START PAGE EXCERPT

Glybera – the world's most expensive drug – has just been put on sale in Germany for $1m (£0.9m) per patient.
Produced by Dutch Biotech firm UniQure, it uses gene-editing to cure a rare genetic disease called Lipoprotein lipase deficiency (LPLD), where a person's blood becomes clogged with fat.
The new medicine works by introducing a harmless, modified virus to the patient's bloodstream. In its DNA, the virus contains a corrective gene, which is introduced into the recipient's cells.
It was officially approved for use in Europe two years ago, but the launch was delayed until now so that follow-up data on the drug's benefits could be collected.
Initially it will go on sale in Germany, with commercial treatments expected to begin in the first half of 2015. But there are also plans to sell it in the US by 2018.
It is the first ever gene therapy drug to be produced by the Western world. In China, there is one gene-editing anti-cancer drug on the market but it has not yet been rolled out to other countries. The price of the drug will undoubtedly be watched closely as a benchmark for future gene therapies.
The cost of Glybera was decided by Chiesi – UniQure's marketing partner based in Italy. Although it might sound excessive, the company argues it is cost effective. Only 150 to 200 people across Europe will be eligible to receive the treatment, and it provides a permanent cure for them.
UniQure's latest innovation impressed investors, with shares in the NASDAQ-listed soaring by 18.6 per cent to $14.82 following the news.
The company's competitors include Spark Therapeutics and Bluebird Bio, the latter of which develops drugs for neurological and blood disorders.
Both UniQure and Bluebird Bio performed well during their Nasdaq IPOs over the past 18 months, indicating an increasing investor interest in the field.

END PAGE EXCERPT
START RECORD EXTRACTS

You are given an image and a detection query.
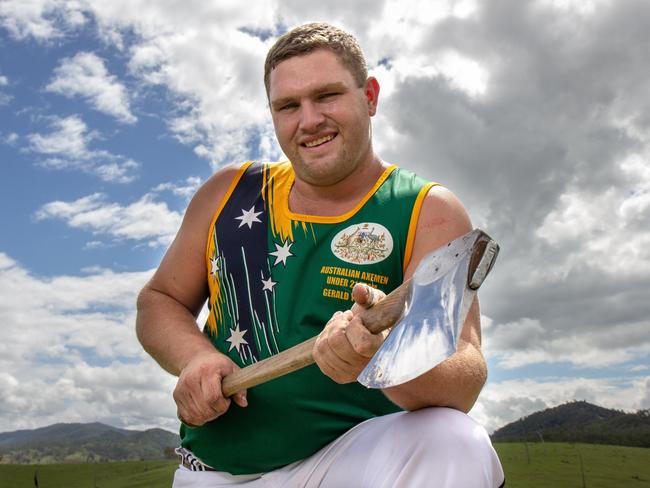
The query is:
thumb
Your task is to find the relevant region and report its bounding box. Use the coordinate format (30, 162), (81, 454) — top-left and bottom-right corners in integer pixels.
(230, 390), (248, 408)
(352, 283), (386, 308)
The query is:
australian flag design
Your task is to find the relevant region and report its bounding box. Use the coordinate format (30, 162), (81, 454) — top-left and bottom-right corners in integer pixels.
(204, 164), (280, 366)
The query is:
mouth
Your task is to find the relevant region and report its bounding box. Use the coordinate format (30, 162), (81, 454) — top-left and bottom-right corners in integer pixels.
(301, 134), (336, 148)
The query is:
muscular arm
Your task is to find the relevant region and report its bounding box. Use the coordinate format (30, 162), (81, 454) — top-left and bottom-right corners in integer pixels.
(136, 167), (246, 425)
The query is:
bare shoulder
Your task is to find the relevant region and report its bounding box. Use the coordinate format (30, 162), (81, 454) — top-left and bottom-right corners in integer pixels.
(405, 186), (472, 278)
(181, 164), (241, 227)
(147, 165), (241, 314)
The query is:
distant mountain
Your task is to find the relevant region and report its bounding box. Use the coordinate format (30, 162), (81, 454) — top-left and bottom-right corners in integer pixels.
(0, 422), (180, 464)
(491, 401), (650, 447)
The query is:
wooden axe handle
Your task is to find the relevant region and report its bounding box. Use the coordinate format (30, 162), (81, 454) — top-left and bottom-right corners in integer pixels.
(221, 280), (411, 397)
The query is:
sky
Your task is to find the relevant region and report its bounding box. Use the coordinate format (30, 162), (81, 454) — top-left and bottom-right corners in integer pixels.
(0, 0), (650, 432)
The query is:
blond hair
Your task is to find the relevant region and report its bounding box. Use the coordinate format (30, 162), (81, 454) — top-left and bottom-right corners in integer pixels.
(264, 22), (368, 97)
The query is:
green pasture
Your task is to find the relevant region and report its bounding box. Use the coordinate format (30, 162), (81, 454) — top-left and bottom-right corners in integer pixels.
(0, 461), (178, 488)
(494, 442), (650, 488)
(0, 442), (650, 488)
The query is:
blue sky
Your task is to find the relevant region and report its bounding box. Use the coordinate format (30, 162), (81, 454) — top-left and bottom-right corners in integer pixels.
(0, 0), (650, 431)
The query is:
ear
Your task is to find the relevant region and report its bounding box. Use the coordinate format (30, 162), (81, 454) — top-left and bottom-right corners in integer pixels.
(364, 76), (379, 117)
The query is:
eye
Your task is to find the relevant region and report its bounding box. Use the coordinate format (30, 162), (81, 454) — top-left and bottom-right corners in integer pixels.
(318, 92), (339, 101)
(277, 102), (298, 112)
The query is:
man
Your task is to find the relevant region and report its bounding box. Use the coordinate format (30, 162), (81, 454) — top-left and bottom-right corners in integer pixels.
(137, 24), (503, 488)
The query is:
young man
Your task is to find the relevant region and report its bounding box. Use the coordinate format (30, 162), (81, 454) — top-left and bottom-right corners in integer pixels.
(137, 24), (503, 488)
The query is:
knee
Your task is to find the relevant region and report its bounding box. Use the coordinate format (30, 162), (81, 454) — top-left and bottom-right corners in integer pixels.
(395, 407), (493, 461)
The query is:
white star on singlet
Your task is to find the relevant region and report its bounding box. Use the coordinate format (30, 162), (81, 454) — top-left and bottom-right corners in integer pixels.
(235, 205), (262, 229)
(226, 324), (248, 353)
(269, 240), (293, 266)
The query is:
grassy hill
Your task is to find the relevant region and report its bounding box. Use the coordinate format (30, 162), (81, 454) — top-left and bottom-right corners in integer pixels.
(490, 402), (650, 447)
(0, 422), (180, 464)
(0, 442), (650, 488)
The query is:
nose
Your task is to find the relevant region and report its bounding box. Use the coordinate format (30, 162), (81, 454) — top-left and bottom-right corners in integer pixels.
(300, 101), (325, 132)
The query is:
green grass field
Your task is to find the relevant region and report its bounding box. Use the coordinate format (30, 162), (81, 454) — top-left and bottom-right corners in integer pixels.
(0, 461), (178, 488)
(494, 442), (650, 488)
(0, 442), (650, 488)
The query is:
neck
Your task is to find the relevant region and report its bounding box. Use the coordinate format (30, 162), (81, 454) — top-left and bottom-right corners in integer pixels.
(289, 154), (388, 216)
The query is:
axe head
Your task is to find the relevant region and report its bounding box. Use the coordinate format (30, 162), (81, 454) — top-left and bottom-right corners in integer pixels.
(357, 229), (499, 388)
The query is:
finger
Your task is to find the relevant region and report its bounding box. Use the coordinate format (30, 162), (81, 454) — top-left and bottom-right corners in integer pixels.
(230, 390), (248, 408)
(316, 346), (356, 383)
(345, 318), (384, 359)
(200, 375), (230, 420)
(352, 283), (386, 308)
(323, 322), (360, 366)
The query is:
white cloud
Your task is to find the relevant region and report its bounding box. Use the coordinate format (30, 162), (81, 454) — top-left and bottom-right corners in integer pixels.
(35, 193), (182, 246)
(0, 0), (86, 41)
(0, 132), (20, 146)
(45, 52), (137, 124)
(152, 176), (202, 200)
(0, 253), (185, 431)
(27, 115), (139, 183)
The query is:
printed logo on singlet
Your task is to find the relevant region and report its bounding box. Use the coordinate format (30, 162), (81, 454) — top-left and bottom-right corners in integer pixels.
(331, 222), (393, 264)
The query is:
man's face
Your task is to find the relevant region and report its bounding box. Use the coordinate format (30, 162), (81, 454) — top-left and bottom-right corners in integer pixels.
(269, 49), (378, 186)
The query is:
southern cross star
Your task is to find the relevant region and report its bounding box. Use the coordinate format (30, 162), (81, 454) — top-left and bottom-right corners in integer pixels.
(210, 256), (221, 276)
(269, 239), (293, 266)
(262, 276), (277, 291)
(226, 324), (248, 354)
(235, 205), (262, 229)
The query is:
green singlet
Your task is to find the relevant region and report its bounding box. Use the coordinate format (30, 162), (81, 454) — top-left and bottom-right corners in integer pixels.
(181, 162), (432, 474)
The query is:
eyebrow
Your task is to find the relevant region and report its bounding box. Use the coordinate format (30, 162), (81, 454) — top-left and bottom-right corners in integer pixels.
(271, 81), (348, 109)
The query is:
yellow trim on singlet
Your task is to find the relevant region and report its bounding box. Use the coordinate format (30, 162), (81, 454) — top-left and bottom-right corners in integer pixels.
(205, 161), (253, 269)
(403, 183), (440, 273)
(264, 161), (397, 224)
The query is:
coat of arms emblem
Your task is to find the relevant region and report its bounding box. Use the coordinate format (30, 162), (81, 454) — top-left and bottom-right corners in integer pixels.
(332, 222), (393, 264)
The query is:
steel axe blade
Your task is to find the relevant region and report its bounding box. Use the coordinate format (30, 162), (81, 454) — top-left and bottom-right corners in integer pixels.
(357, 229), (499, 388)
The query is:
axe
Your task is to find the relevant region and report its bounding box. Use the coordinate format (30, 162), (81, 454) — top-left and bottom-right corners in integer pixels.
(221, 229), (499, 396)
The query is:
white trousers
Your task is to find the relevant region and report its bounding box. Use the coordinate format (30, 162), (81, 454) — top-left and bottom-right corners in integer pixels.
(173, 408), (504, 488)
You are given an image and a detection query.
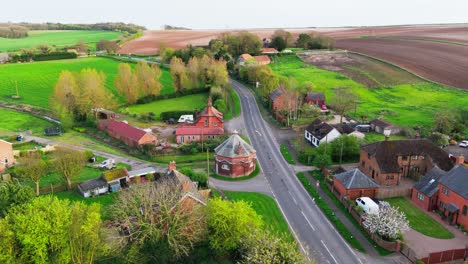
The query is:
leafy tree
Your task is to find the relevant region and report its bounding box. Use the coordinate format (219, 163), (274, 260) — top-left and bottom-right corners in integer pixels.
(362, 202), (409, 241)
(53, 148), (86, 190)
(208, 198), (263, 254)
(15, 151), (47, 195)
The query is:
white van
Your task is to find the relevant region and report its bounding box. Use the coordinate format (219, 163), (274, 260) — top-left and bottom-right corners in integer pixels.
(356, 197), (379, 214)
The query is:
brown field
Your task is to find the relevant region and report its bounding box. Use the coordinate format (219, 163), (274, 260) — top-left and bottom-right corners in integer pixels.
(298, 51), (426, 88)
(336, 38), (468, 90)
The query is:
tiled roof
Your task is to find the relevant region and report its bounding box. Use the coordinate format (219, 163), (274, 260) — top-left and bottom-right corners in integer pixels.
(107, 120), (146, 141)
(361, 139), (453, 173)
(439, 165), (468, 199)
(334, 169), (379, 190)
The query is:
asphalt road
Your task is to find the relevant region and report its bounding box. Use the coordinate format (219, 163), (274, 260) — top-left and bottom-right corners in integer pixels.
(231, 80), (368, 264)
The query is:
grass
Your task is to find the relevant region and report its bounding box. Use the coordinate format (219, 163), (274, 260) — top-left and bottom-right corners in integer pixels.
(385, 197), (454, 239)
(223, 191), (294, 241)
(0, 108), (52, 135)
(280, 144), (296, 165)
(270, 56), (468, 127)
(296, 172), (366, 252)
(0, 57), (174, 108)
(0, 30), (122, 52)
(126, 93), (208, 118)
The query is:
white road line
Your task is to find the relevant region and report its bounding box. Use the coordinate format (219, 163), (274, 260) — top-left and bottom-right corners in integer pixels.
(320, 240), (338, 264)
(301, 211), (315, 231)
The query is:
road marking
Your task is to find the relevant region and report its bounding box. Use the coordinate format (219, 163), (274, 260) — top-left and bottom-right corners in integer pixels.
(301, 211), (315, 231)
(320, 240), (338, 264)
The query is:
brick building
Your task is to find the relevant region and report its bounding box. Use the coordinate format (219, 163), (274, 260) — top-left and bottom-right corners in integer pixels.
(359, 139), (453, 186)
(176, 97), (224, 144)
(215, 131), (257, 177)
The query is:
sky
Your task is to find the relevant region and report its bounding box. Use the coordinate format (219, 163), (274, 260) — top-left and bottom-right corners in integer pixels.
(0, 0), (468, 29)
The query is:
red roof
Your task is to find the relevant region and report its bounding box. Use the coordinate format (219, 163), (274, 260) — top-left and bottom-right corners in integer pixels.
(176, 126), (224, 136)
(107, 120), (146, 141)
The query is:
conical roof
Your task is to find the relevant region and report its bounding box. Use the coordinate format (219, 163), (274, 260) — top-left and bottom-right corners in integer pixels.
(215, 132), (256, 158)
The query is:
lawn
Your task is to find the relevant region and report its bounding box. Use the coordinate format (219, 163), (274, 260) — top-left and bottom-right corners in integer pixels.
(385, 197), (454, 239)
(0, 30), (122, 52)
(0, 57), (174, 108)
(128, 93), (208, 120)
(270, 56), (468, 127)
(224, 191), (294, 241)
(0, 107), (52, 135)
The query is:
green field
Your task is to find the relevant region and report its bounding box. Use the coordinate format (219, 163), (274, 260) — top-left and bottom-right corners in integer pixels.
(224, 191), (294, 241)
(385, 197), (453, 239)
(270, 56), (468, 127)
(127, 93), (208, 120)
(0, 57), (174, 108)
(0, 30), (122, 52)
(0, 108), (52, 134)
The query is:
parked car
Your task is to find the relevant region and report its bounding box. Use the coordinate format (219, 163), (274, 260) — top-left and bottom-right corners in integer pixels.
(458, 140), (468, 148)
(98, 159), (115, 170)
(356, 197), (379, 214)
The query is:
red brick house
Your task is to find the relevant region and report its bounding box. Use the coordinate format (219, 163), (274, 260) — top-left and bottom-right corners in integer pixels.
(359, 139), (453, 186)
(176, 97), (224, 144)
(0, 139), (16, 172)
(215, 131), (257, 177)
(333, 169), (379, 200)
(98, 119), (158, 147)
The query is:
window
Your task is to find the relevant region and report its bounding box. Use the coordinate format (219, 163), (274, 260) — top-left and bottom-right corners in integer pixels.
(418, 193), (424, 201)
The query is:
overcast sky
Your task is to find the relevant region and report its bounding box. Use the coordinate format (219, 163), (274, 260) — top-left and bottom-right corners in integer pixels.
(0, 0), (468, 29)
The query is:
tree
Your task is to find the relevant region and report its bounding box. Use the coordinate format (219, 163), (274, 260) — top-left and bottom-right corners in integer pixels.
(207, 198), (263, 254)
(15, 151), (47, 196)
(362, 202), (409, 241)
(331, 88), (358, 124)
(53, 148), (86, 190)
(0, 181), (34, 218)
(110, 178), (206, 263)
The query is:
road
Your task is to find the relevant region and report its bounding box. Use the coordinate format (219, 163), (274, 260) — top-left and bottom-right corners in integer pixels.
(231, 80), (368, 264)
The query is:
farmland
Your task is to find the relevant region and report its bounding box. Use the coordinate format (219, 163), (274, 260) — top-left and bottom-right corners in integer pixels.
(0, 30), (121, 52)
(0, 57), (174, 108)
(271, 56), (468, 127)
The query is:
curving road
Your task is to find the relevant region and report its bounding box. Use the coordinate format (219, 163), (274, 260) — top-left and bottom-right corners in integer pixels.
(231, 80), (368, 264)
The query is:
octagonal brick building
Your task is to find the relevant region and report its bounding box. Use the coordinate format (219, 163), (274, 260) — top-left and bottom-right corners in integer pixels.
(215, 131), (257, 177)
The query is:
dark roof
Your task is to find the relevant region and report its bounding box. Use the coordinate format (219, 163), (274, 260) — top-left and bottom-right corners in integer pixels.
(78, 178), (107, 192)
(270, 85), (285, 101)
(414, 166), (446, 197)
(440, 165), (468, 199)
(306, 118), (333, 140)
(370, 118), (394, 128)
(307, 92), (325, 101)
(335, 169), (379, 190)
(361, 139), (453, 173)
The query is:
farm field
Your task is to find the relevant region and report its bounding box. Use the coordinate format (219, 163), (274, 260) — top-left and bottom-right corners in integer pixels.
(0, 30), (122, 52)
(270, 56), (468, 127)
(0, 57), (174, 108)
(125, 93), (208, 121)
(336, 38), (468, 90)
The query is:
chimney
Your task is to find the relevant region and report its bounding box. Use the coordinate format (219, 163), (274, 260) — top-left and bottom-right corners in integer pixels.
(169, 161), (177, 171)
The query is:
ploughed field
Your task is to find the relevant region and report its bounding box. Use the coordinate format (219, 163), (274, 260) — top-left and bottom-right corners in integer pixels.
(336, 38), (468, 90)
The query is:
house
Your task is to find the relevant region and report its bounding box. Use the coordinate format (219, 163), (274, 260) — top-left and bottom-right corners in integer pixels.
(304, 118), (341, 147)
(262, 48), (279, 55)
(305, 92), (325, 107)
(437, 164), (468, 225)
(98, 119), (158, 147)
(176, 97), (224, 144)
(369, 119), (400, 135)
(333, 169), (379, 200)
(359, 139), (453, 186)
(411, 166), (446, 211)
(215, 130), (257, 178)
(0, 139), (16, 172)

END RECORD EXTRACTS

*YOUR GOAL*: Print the passage of the Glybera article from "The cost of" up to and including "following the news.", keeping its wording unchanged. The records have no connection to the Glybera article.

*WRITTEN RESPONSE*:
The cost of Glybera was decided by Chiesi – UniQure's marketing partner based in Italy. Although it might sound excessive, the company argues it is cost effective. Only 150 to 200 people across Europe will be eligible to receive the treatment, and it provides a permanent cure for them.
UniQure's latest innovation impressed investors, with shares in the NASDAQ-listed soaring by 18.6 per cent to $14.82 following the news.